- Reading text:
— BEGIN —

# Starting Body Restoration



## jimmy328 (Oct 12, 2011)

Hello All,

I’ve read and still reading threads on body work. I want to start by replacing the floor pan. Before I do any demolition, I need to read more and hopefully gather info on this thread. My questions are:

1) How do I separate the floor pan from the rocker panels? (Eastwood has a part called a “seam buster” but I think a chisel and hammer would do the same thing.)
2)What floor pan is easiest to install, a one piece, two right and left halves, or four pieces? (There’s rust holes in all four pan sections but good metal around the rust, 4 pieces seems easiest to me. I think a one-piece would be hard to manipulate)
3) Can I repair the rust hole in the rocker or replace the entire rocker? See pic. (Trying to replace the rocker panels seems intuitive. I believe I would have to support the body up and off the frame).
4) Would this be an opportune time to get at and replace the body mounts with the floor panels out?

Hopeful the pictures will help give a description of where I’m at. I’m not sure of the integrity of the floor braces but from what I visualize, they appear to be okay.

Thanks to all,
Jim


----------



## jmt455 (Mar 26, 2012)

Get a spot weld cutter to drill out the spot welds. You'll get no deformation of the remaining panel and you'll know exactly where to place your welds on the new part. 

Buy several replacement/spare bits;you're going to need them.

— END —

- Image segmentation entries:
— BEGIN —

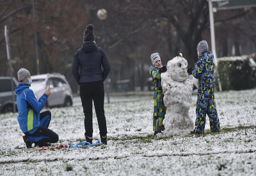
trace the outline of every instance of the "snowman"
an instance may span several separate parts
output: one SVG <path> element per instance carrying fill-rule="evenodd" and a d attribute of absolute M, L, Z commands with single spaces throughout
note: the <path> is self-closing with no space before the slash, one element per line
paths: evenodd
<path fill-rule="evenodd" d="M 188 61 L 180 53 L 167 63 L 167 71 L 161 74 L 167 108 L 163 120 L 165 136 L 187 134 L 194 128 L 194 122 L 189 115 L 193 76 L 188 75 L 187 67 Z"/>

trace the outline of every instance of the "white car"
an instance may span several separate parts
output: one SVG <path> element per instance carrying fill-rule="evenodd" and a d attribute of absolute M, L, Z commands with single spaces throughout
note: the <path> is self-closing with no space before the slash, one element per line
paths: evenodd
<path fill-rule="evenodd" d="M 51 95 L 48 97 L 45 106 L 72 106 L 73 96 L 71 88 L 64 76 L 54 73 L 31 76 L 30 88 L 38 100 L 50 86 Z"/>

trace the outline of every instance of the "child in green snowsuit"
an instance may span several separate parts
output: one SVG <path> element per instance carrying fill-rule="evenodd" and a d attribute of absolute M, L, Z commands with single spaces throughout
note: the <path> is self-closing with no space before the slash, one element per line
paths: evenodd
<path fill-rule="evenodd" d="M 153 131 L 154 135 L 161 132 L 164 129 L 163 126 L 163 120 L 166 111 L 164 106 L 163 97 L 164 93 L 161 83 L 161 74 L 167 70 L 166 66 L 163 66 L 160 56 L 158 52 L 151 54 L 150 56 L 152 66 L 150 67 L 150 74 L 152 77 L 154 88 L 154 115 L 153 115 Z"/>

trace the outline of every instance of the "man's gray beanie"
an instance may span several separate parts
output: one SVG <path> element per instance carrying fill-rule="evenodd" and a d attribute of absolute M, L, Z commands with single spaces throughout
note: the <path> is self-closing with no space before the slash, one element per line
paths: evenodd
<path fill-rule="evenodd" d="M 202 40 L 201 42 L 200 42 L 197 45 L 196 51 L 201 52 L 208 51 L 207 42 L 206 42 L 205 40 Z"/>
<path fill-rule="evenodd" d="M 18 71 L 18 79 L 19 81 L 21 81 L 28 77 L 30 76 L 29 72 L 24 68 L 21 68 L 19 71 Z"/>
<path fill-rule="evenodd" d="M 152 62 L 153 65 L 155 64 L 155 62 L 157 61 L 161 61 L 159 53 L 155 52 L 151 54 L 150 56 L 151 61 Z"/>

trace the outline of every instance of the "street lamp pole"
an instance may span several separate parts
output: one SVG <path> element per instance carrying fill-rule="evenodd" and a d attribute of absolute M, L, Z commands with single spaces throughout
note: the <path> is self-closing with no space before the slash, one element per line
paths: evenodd
<path fill-rule="evenodd" d="M 97 16 L 98 17 L 99 19 L 102 21 L 102 33 L 103 33 L 103 40 L 102 40 L 102 44 L 104 49 L 106 49 L 105 47 L 105 26 L 103 20 L 106 20 L 108 17 L 108 12 L 107 11 L 104 9 L 99 9 L 97 12 Z M 109 82 L 110 82 L 110 79 L 108 79 L 106 80 L 106 92 L 107 92 L 107 98 L 108 98 L 108 103 L 109 103 L 109 92 L 108 90 Z"/>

— END —

- Things to do:
1. Do the following statements agree with the body restoration thread above the lines? Answer each with yes or no and quote the deciding words from the thread.
(a) Jim thinks a one-piece floor pan would be hard to manipulate.
(b) Jim believes he could replace the rocker panels without lifting the body off the frame.
(c) jmt455 recommends a chisel and hammer for separating the panels.
2. In the body restoration thread above the lines, what are the answers to these questions?
(a) What does Jim want to replace first?
(b) What is the name of the Eastwood part Jim mentions?
(c) What does jmt455 advise buying several of?
3. Can you carry the body restoration thread on from the point where it stops?

- Task responses:
1.
(a) Yes: "I think a one-piece would be hard to manipulate"
(b) No: "I believe I would have to support the body up and off the frame"
(c) No: "Get a spot weld cutter to drill out the spot welds."

2.
(a) The floor pan.
(b) A "seam buster."
(c) Replacement/spare bits.

3.
For the rest of the questions, I expect you'll soon hear from folks with more first-hand experience.


----------



## jimmy328 (Oct 12, 2011)

I want to paint the wheel wells and front clip while they are off the vehicle. Can anyone tell me the best way sand them? Obviously the have awkward shapes which makes sanding more difficult. Do I need to buy a sand blaster for this?


----------



## jimmy328 (Oct 12, 2011)

Do I need to lift the entire body off the frame to replace the floor braces or is one side at a time sufficient?

Cutting away all this metal is very new to me and I still have to learn how to weld. As I gradually and carefully remove the old rockers, I’m beginning to see how the new ones will fit.

Thank you,
Jim


----------



## jimmy328 (Oct 12, 2011)

Hello All,

As I’m approaching the point of installing the floor pans, braces, and inner/outer rockers, it’s becoming evident that I may have to lift the entire body off the frame. Is my assumption correct?

I have the front end of the body up a few inches because I repaired the body mount holes of positions 1, 2, 3 and 4 and have the replacement body mounts ready to be installed.


----------



## 05GTO (Oct 6, 2004)

If you raise the body I would suggest finding a convertible door frame brace to maintain the opening of the door. Once you plug weld a few points on the rocker you should test fit the door to verify the gaps and alignment of the door. 

A handy tool to have would be a set of clecos to hold the panels in place while you plug weld everything together.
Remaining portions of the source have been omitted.